== The tasks ==
A - Transcribe the part of the Austin judo forum thread starting with "## KenpoVzla (Jul" and going on through "received any answer.".
B - In the Austin judo forum thread, what art does John Wang teach in Austin?

>> BEGIN Document excerpt

# Any Judo schools in the north Austin tx area?



## adamx (Jul 24, 2010)

I been looking for a judo school in my area( Prefereably north austin-roundrock tx) without much luck. I did find one school that taught bjj and on thier website claimed to also teach Judo but I havent recevied a response back from them yet. Thanks in advance.


----------



## Wild Bill (Jul 24, 2010)

A friend and former training partner studies here.  http://www.rrma.net/judo.shtml


----------



## David43515 (Jul 25, 2010)

Lots of YMCAs have a Judo class, You might also check around local univesities. They may have a class. Even if you have to be a student to join, that`ll give you the name of an instructor. And most instructors for college clubs also teach in thier own clubs.


----------



## David43515 (Jul 26, 2010)

Well it`s ot Judo, but if you like throwing/grappling arts John Wang teaches Shuai Jiao in Austin.It`s athrowing sytle from Northern China and Mongoli. Like doing Judo in a short-sleeved dogi.


----------



## adamx (Jul 26, 2010)

Wild Bill said:


> A friend and former training partner studies here. http://www.rrma.net/judo.shtml


 Thanks I found this link from them
http://austinjudo.net/  seems legit, im going to go check it out thanks man.


----------



## KenpoVzla (Jul 26, 2010)

adamx said:


> I been looking for a judo school in my area( Prefereably north austin-roundrock tx) without much luck. I did find one school that taught bjj and on thier website claimed to also teach Judo but I havent recevied a response back from them yet. Thanks in advance.



I would say that most Martial Arts Schools have their website setup as an online business card and that's it. So it's not surprising that you haven't received any answer.

I would try using the phone, works a lot better when contacting Martial Arts Schools.


----------

>> END Document excerpt
>> BEGIN Provided data

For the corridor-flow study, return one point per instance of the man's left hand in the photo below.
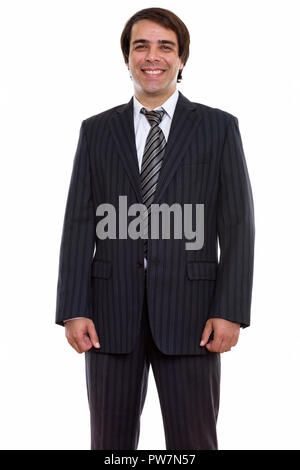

>> END Provided data

== Complete answers ==
A -
## KenpoVzla (Jul 26, 2010)

adamx said:


> I been looking for a judo school in my area( Prefereably north austin-roundrock tx) without much luck. I did find one school that taught bjj and on thier website claimed to also teach Judo but I havent recevied a response back from them yet. Thanks in advance.



I would say that most Martial Arts Schools have their website setup as an online business card and that's it. So it's not surprising that you haven't received any answer.

B - Shuai Jiao.